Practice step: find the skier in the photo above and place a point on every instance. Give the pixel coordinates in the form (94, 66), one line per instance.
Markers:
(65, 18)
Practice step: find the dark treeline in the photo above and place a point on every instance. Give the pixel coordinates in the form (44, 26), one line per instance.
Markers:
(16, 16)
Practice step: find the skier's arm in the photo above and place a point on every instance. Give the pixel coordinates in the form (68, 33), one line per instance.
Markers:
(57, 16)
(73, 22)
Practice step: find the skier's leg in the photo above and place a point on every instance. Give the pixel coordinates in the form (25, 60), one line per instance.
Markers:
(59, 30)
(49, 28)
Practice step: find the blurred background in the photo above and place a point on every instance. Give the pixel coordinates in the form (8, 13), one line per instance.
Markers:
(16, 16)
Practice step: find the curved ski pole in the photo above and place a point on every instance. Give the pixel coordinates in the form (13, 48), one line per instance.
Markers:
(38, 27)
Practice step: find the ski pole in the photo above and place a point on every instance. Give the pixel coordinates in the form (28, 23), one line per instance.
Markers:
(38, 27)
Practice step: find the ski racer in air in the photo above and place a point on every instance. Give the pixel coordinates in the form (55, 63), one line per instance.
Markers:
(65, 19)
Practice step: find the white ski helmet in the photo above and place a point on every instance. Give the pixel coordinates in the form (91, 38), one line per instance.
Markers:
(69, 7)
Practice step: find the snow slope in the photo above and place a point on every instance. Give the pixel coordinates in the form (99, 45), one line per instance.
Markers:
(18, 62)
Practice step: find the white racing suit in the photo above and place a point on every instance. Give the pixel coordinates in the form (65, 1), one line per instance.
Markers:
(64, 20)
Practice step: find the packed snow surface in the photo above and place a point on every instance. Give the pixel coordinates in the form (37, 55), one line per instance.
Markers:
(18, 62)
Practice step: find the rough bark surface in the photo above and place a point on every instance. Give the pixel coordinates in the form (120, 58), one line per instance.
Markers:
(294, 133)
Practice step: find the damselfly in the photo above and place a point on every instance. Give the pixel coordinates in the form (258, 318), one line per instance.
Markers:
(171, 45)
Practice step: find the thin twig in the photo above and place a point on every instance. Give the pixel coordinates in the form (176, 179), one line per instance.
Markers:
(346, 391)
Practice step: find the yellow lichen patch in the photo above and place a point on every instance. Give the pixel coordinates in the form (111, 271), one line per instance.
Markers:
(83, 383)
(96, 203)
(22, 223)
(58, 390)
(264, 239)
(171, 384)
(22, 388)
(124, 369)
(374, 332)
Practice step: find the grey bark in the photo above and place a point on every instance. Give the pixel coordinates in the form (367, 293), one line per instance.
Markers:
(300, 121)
..........
* **Objective**
Please copy out every item above word for word, in the same order.

* **The solution**
Practice step: find the skier in the photo above and place a point on every instance. Give the pixel coordinates in the form (94, 66), one line per instance.
Markers:
(65, 18)
Practice step: find the dark treeline in the photo above and place a point on every instance. Give the pixel coordinates in the form (44, 26), one line per instance.
Markers:
(16, 16)
Practice step: find the skier's arm in the photo above and place a point on every instance. Give the pixel coordinates in the form (68, 33), one line per instance.
Markers:
(57, 16)
(73, 22)
Practice step: find the skier's leg in the photo above and place a point on every instance. Give the pixel coordinates in the form (25, 60), one line per instance.
Markers:
(59, 30)
(49, 28)
Practice step: find the blurred background in the photo above and place a point on every instance. Give the pixel coordinates in the form (8, 13), one line per instance.
Markers:
(16, 16)
Practice step: find the curved ski pole in the photo above and place a point on every instance. Give the pixel coordinates in the form (13, 48), one line per instance.
Markers:
(38, 27)
Practice step: find the ski pole in the photo above and place a point on every instance. Give the pixel coordinates in the form (28, 23), one line per instance.
Markers:
(38, 27)
Practice step: find the ski racer in air in the photo above and place a point on every instance. Give the pixel coordinates in the form (55, 63), one line per instance.
Markers:
(65, 19)
Practice step: find the white ski helmet in the photo above and place a point on every instance. Give the pixel coordinates in the form (91, 38), one line per instance.
Markers:
(69, 7)
Practice step: find the snow slope in the photo above and place a point on every instance. Give the pixel coordinates in the form (99, 45), one line per instance.
Markers:
(18, 62)
Practice step: find the white racing suit in the photo above and place a point on every instance. Give the pixel coordinates in the form (65, 1), one line per instance.
Markers:
(64, 20)
Practice step: find the packed snow surface in the photo above and place a point on every instance. Give the pixel coordinates in the form (37, 55), one line per instance.
Markers:
(18, 62)
Practice step: find the rough bark surface in the photo above and place a point on every instance. Give the pixel coordinates in the form (120, 58), one line per instance.
Markers:
(294, 133)
Practice step: find the damselfly in the photo above and place a point on every instance. Give the pixel coordinates in the form (258, 318), one line per instance.
Markers:
(171, 45)
Practice step: find the thin twig in the photo above and place a point on every instance. Give the pixel coordinates in the form (176, 179), one line per instance.
Markers:
(346, 391)
Practice step: find the yellow lichen patch in the photo above and place a point on every instance. Give the pixel coordinates in the form (111, 271), one line per instance.
Markers:
(83, 383)
(96, 203)
(22, 223)
(58, 390)
(264, 239)
(171, 384)
(22, 388)
(124, 369)
(374, 332)
Practice step: find the grey bark in the photo above and place a point on every instance. Give the pixel coordinates in the form (367, 293), one line per instance.
Markers:
(300, 121)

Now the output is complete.